» Objetivo a
En el fragmento sobre la cabalgata por los Andes, convierte en una lista breve el párrafo que empieza con «Nuestro “guía profe”, Pablo Champagna». Conserva sus datos principales.

» Fragmento seleccionado
..............................

La reconocida narradora argentina Gloria Leguizamón comparte con nosotros su experiencia a caballo en uno de los paisajes más imponentes de América del Sur.
En primera persona: cabalgata en la Cordillera de Los Andes
Leguizamón atravesó la Cordillera de los Andes a caballo (clickear para agrandar la imagen).

La escritora y su fiel compañero de travesías Hacía años que tenía la ilusión de hacer un recorrido extenso a caballo, así que cuando leí “Semana Santa a caballo por los Andes” no lo dudé y llamé para anotarme. Ya llegar a Mendoza y encontrarme en el hotel con las alforjas que me había dejado Pablo, nuestro futuro guía, fue sentir un cosquilleo anticipado de expectación.

En la ciudad conocí también a quien sería mi compañero de ruta: Ale, buen mozo, inteligente y aventurero. ¿Se puede pedir algo más? Bueno, yo tampoco me quedaba atrás. Pavada de dupla habíamos cristalizado.

 A la mañana, temprano, Pablo vino a buscarnos en una combi. Mate y galletitas de por medio, hicimos los 100 kilómetros que nos separaban de la Villa de Uspallata, por una ruta divina. De paso, aprovechamos el viaje para conocer un poco más del lugar donde estábamos: supimos así que el Valle de Uspallata es un valle intermontano, ubicado entre la Cordillera de Los Andes y la Precordillera, entre los 1900 y 2500 metros de altura sobre el nivel del mar, surcado por el río Mendoza y los arroyos San Alberto y Uspallata. A lo largo del camino pudimos observar bellísimas alamedas y una forestación típica de alta montaña.

 Nuestro “guía profe”, Pablo Champagna, nos contó que el pueblo Huarpe fue el primero en habitar el Valle de Uspallata, que tanta importancia tuvo durante la campaña libertadora de 1817. En él se concentró el ejército del General San Martín antes de iniciar el “Cruce de Los Andes”. ¡Y nosotros íbamos a seguir, por momentos, la misma trayectoria! La emoción, junto con la expectativa, iba creciendo.

..............................

» Objetivo b
Reescribe como lista numerada las entradas de más abajo desde la línea que contiene "Look at the photo above. For every instance of the pink" hasta la línea que contiene "pixel 146 95", ambas incluidas, y omite las líneas en blanco.

» Entradas mostradas
..............................

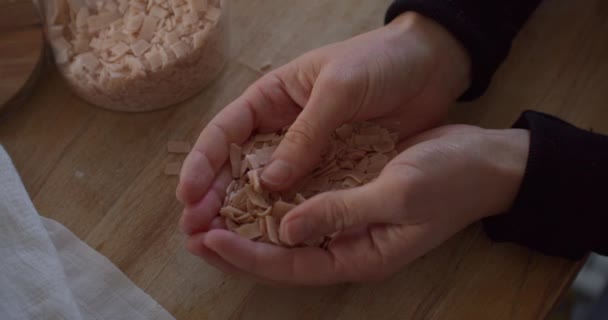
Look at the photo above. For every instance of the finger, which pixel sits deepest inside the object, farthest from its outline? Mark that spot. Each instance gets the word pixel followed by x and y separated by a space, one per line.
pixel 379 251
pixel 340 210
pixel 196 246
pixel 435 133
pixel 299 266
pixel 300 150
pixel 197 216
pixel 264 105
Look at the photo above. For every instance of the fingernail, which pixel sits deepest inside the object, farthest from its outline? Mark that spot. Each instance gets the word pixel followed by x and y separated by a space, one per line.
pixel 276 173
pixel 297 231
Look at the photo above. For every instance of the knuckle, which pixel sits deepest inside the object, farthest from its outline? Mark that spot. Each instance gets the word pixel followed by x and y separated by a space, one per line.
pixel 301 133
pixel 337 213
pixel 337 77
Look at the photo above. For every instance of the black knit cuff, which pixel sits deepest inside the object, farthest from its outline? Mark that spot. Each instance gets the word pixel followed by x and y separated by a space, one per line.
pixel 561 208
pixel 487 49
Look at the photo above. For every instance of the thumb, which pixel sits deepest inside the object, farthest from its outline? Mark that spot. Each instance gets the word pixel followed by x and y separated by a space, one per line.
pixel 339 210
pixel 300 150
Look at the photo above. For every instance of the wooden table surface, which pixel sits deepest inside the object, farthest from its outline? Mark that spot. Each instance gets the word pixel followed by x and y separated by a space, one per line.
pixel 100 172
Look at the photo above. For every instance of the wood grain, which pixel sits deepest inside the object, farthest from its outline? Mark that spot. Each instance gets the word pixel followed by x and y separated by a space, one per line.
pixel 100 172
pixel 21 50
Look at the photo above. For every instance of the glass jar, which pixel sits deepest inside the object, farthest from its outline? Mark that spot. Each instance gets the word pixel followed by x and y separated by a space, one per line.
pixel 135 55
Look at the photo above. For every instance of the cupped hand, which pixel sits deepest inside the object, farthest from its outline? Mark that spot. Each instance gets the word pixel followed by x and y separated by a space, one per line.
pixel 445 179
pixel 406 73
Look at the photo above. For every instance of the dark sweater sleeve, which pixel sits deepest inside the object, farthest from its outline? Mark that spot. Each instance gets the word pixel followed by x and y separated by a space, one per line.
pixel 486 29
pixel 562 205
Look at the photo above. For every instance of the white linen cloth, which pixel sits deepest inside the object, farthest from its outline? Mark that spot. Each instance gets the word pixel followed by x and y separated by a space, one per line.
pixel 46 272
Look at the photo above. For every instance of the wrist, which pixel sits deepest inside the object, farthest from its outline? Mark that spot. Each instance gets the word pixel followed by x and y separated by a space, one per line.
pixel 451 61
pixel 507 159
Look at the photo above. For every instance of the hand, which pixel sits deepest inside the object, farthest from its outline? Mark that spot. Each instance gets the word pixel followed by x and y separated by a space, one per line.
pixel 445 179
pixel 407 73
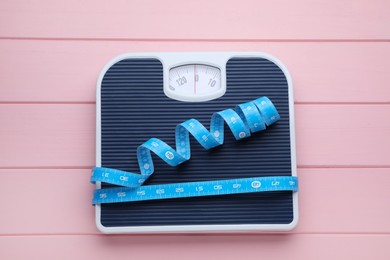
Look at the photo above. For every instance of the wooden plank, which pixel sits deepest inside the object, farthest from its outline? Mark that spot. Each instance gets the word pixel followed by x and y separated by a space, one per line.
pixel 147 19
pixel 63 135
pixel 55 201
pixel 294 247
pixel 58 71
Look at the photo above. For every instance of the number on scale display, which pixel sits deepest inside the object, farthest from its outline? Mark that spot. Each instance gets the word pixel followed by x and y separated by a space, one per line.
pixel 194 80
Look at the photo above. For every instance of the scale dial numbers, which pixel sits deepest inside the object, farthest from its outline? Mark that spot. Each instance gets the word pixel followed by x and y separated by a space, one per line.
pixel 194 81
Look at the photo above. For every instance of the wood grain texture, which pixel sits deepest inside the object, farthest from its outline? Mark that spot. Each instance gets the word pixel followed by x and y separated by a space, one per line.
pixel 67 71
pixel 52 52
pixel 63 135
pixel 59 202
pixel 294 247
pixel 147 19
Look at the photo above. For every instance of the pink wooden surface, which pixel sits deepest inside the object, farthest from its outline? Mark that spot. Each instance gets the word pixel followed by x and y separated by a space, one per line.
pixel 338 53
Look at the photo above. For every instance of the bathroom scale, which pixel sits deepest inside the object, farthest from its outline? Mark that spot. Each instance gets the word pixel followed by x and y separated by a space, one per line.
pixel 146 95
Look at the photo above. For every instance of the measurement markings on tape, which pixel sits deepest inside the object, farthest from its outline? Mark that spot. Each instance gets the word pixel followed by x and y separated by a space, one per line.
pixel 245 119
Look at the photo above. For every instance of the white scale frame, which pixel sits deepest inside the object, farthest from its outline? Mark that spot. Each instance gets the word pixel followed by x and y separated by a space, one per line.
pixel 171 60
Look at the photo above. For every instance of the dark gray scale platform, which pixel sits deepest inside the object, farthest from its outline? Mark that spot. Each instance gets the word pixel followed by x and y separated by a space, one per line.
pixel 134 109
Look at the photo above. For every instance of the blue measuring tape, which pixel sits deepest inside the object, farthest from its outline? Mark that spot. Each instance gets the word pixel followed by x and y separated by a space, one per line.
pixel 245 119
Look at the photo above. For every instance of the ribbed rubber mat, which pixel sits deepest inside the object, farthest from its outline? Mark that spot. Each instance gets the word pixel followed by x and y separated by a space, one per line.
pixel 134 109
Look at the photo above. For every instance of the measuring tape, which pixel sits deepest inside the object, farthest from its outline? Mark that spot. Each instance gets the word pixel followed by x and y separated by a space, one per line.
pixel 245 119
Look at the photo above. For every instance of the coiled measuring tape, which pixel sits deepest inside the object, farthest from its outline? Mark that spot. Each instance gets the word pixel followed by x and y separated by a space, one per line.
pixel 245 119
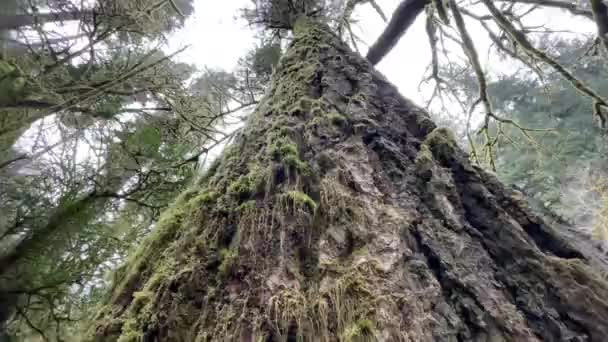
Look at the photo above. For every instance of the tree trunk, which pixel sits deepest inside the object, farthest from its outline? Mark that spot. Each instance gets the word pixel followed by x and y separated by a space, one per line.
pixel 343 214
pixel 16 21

..............................

» Solución desarrollada a
- Pablo Champagna, el «guía profe», contó que el pueblo huarpe fue el primero en habitar el Valle de Uspallata.
- El valle tuvo mucha importancia durante la campaña libertadora de 1817.
- Allí se concentró el ejército del General San Martín antes de iniciar el Cruce de los Andes.
- El grupo iba a seguir, por momentos, la misma trayectoria, y eso aumentaba su emoción y su expectativa.

» Solución desarrollada b
1. Look at the photo above. For every instance of the pink wooden surface, which pixel sits deepest inside the object, farthest from its outline? Mark that spot. Each instance gets the word pixel followed by x and y separated by a space, one per line.
2. pixel 338 53
3. Look at the photo above. For every instance of the bathroom scale, which pixel sits deepest inside the object, farthest from its outline? Mark that spot. Each instance gets the word pixel followed by x and y separated by a space, one per line.
4. pixel 146 95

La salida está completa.